++++ ENTRIES PROVIDED

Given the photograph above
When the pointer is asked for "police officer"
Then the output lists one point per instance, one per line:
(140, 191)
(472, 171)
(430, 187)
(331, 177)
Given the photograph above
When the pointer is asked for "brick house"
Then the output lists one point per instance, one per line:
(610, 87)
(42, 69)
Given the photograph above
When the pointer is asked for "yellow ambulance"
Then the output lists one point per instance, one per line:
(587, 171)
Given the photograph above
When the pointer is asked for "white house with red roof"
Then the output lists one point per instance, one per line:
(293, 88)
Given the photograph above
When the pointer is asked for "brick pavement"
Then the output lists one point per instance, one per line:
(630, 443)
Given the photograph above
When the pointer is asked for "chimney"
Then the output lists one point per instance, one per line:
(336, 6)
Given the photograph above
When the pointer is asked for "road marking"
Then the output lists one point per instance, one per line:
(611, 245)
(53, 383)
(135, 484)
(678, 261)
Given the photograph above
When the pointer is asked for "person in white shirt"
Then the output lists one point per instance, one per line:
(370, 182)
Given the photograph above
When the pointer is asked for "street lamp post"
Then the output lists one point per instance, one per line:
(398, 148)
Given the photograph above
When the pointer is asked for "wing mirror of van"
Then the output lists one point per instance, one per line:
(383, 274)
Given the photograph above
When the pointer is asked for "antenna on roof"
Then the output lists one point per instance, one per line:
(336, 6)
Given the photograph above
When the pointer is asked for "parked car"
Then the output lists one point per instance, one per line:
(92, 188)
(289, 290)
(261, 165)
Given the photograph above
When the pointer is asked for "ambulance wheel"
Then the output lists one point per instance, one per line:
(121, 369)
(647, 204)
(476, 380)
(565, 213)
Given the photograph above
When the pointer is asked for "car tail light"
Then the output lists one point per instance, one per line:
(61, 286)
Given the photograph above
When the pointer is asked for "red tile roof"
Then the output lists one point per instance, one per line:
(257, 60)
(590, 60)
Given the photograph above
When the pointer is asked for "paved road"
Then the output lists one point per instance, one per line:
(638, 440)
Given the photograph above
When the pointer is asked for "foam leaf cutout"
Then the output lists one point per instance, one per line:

++++++++

*PROBLEM TO SOLVE*
Extract every line in the lines above that contains the word "brick", treating uppercase and lowercase as different.

*SOLUTION TO THIS EXERCISE*
When the pointer is asked for "brick house"
When the pointer is asked for "brick pavement"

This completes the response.